**EXERCISE DESCRIPTION**
Would you print the records below word for word, without the pictures?

Image point grounding data
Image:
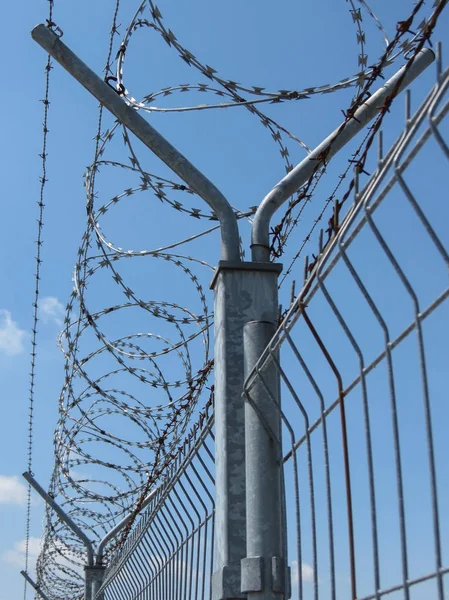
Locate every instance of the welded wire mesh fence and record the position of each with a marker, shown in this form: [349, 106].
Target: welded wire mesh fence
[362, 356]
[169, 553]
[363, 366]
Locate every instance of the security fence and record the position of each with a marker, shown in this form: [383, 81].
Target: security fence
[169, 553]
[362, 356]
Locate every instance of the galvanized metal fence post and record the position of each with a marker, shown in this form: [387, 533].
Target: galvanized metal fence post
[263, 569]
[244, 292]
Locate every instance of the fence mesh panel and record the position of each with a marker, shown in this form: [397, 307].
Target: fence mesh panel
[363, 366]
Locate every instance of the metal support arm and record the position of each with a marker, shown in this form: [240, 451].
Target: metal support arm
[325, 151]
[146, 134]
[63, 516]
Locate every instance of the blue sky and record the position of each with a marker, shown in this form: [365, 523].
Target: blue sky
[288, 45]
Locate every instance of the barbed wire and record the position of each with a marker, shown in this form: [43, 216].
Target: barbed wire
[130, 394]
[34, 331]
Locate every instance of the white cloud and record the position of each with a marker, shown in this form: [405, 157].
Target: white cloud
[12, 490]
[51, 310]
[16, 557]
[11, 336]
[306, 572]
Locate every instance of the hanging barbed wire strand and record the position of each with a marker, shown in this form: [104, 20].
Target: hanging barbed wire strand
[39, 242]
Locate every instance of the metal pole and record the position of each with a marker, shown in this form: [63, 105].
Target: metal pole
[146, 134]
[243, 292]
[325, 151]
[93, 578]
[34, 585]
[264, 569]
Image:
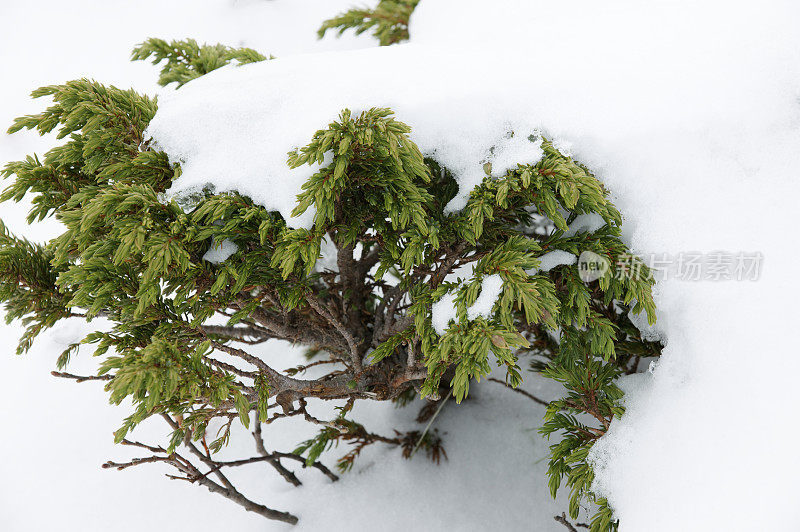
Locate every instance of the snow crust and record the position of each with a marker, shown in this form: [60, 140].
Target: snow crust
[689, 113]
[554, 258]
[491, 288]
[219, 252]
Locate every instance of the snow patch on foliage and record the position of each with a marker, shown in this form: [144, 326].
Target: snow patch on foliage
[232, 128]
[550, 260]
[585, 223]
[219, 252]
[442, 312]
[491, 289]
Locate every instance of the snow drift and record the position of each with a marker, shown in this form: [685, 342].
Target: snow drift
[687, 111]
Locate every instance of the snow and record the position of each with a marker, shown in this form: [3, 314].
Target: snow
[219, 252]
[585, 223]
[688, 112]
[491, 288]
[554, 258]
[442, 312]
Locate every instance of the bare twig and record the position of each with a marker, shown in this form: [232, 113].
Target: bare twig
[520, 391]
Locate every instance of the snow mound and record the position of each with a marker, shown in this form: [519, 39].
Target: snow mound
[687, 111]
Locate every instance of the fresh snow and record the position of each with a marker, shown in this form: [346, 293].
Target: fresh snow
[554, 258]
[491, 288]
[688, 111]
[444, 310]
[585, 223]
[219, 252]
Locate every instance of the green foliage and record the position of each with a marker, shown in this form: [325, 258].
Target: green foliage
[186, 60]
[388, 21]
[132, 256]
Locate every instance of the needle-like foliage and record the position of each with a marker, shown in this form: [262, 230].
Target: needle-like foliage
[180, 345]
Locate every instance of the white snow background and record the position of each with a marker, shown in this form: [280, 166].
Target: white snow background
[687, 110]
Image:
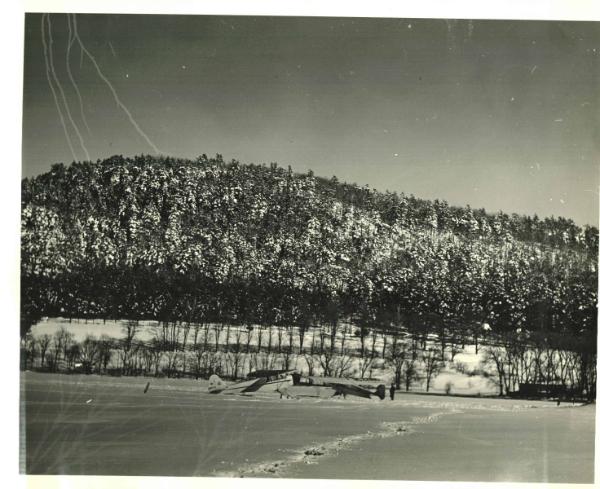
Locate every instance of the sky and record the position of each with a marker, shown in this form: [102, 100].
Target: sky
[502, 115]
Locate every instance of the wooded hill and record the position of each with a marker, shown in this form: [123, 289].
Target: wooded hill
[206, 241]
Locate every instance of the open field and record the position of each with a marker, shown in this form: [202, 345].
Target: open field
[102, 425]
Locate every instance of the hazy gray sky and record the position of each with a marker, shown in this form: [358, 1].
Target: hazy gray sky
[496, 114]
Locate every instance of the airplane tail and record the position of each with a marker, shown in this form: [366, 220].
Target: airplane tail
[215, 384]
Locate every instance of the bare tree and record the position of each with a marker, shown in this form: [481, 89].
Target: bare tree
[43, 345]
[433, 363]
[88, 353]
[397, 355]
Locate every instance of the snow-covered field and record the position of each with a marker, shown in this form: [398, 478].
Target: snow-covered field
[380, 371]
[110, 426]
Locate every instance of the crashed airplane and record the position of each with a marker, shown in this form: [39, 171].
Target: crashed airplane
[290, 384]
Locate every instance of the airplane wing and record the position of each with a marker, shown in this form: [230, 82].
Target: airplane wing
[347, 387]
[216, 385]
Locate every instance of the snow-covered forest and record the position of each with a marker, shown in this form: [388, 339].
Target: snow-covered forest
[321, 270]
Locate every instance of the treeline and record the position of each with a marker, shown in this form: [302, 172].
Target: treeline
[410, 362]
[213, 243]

**EXPECTED ANSWER**
Image:
Locate every instance of the welded wire mesh fence and record the position of each with a marker, shown in this form: [349, 106].
Target: welded wire mesh fence
[362, 356]
[169, 553]
[363, 366]
Locate every instance of the security fence and record the position of each with a marker, shown in this form: [383, 81].
Target: security fence
[169, 553]
[362, 356]
Locate every instance of the galvanized metal fence post and record the position of each with a marker, shown in this form: [387, 533].
Target: galvanized metal fence post
[263, 569]
[244, 292]
Locate every instance of the fence mesh panel and record the position of each with a marker, shown in this form: [397, 307].
Target: fence mesh panel
[363, 366]
Locate every instance of the metal support arm and record the position of each with a marker, shown in this form: [240, 451].
Target: metal support arm
[325, 151]
[146, 134]
[63, 516]
Locate every instance of the blue sky and record the position of each with a marker, shown in this form: [365, 523].
Target: blue sky
[288, 45]
Locate every instance of the barbed wire and record the position of each with a marker, shown in this form: [43, 216].
Target: barbed wire
[130, 394]
[34, 331]
Locate every instance of the white cloud and record the position of each with a marker, shown in this form: [405, 157].
Target: white cloud
[12, 490]
[51, 310]
[16, 557]
[11, 336]
[306, 572]
Locate every instance of the hanging barbed wire strand and record the position of each with a marker, shown in this form: [104, 20].
Target: hanging barbed wire strand
[39, 242]
Locate every instance of the metal pole and record the position of each with a marker, shown in this form: [63, 105].
Target: metal pole
[146, 134]
[243, 292]
[325, 151]
[93, 578]
[34, 585]
[264, 569]
Image:
Locate every instance of the snow crust and record the position of each with a marker, shown in this form: [60, 140].
Target: snow crust
[689, 113]
[554, 258]
[491, 288]
[219, 252]
Locate every instance of the snow patch on foliage and record the position of each with a marker, shown in this form: [144, 326].
Target: snow patch on foliage
[232, 128]
[550, 260]
[585, 223]
[219, 252]
[442, 312]
[491, 289]
Locate every instance of the snow drift and record the position of each with a marker, shown in this form: [685, 342].
Target: snow drift
[687, 111]
Locate every instance of the snow and record the position of each with a marker, shown in this form: [3, 314].
Target: snow
[219, 252]
[585, 223]
[688, 112]
[491, 288]
[554, 258]
[442, 312]
Locate every instance of the bare twig and record the position of each with a marker, shown in this form: [232, 113].
Target: bare twig
[520, 391]
Locate every instance of the snow mound and record the position of each with a marker, shown in this form: [519, 39].
Target: snow mound
[687, 111]
Locate every instance of the fresh snow and record the position of each with a marker, shown in this form: [346, 293].
Target: fresh snow
[554, 258]
[491, 288]
[688, 111]
[444, 310]
[585, 223]
[219, 252]
Locate every instance of the green foliage and record the position of each with a marker, shown in this form: [325, 258].
Target: green foliage
[186, 60]
[388, 21]
[132, 256]
Locate every instance of the needle-like foliage and record the position of each with a marker, shown in this form: [262, 230].
Target: needle-like foliage
[180, 345]
Locate every instance of the white snow background and record the position of each with a marker, shown in this form: [280, 166].
Target: white snow background
[687, 110]
Image:
Locate every instance of the sky and record the position of each with a marker, shown in this form: [102, 100].
Target: sky
[502, 115]
Locate every instance of the wooded hill and record the position of each with a marker, shown in this form: [123, 289].
Target: wooded hill
[206, 241]
Locate every instance of the open field and record the position of each with a marker, shown in this form: [202, 345].
Target: open field
[102, 425]
Locate every instance of the hazy gray sky and record the position of each with a marker, shown in this form: [358, 1].
Target: hazy gray sky
[496, 114]
Locate every instance of the airplane tail and record the position of each with a marker, shown in this form: [366, 220].
Target: airplane tail
[215, 384]
Locate every instance of the bare tree and record the position of each with a marker, shown in this form: [481, 89].
Target: bare tree
[43, 345]
[433, 363]
[88, 353]
[397, 355]
Locate every instance of the snow-covered field and record the position of each with a marker, shown in this form: [398, 478].
Target: snow-covered field
[380, 371]
[110, 426]
Locate every instance of the crashed airplane and record the position of each with a marker, shown in this form: [39, 171].
Target: crashed airplane
[290, 384]
Locate every instance of the airplane wing and record the position of each with a marker, shown in this form: [230, 82].
Target: airplane wing
[347, 387]
[216, 385]
Locate every instance of the snow-covered forest and record the position of each with a marker, shown in this form: [388, 339].
Target: snow-covered forest
[321, 270]
Locate every instance of the treeline and record the position of each with a marker, shown in this form: [302, 172].
Target: treeline
[410, 362]
[213, 243]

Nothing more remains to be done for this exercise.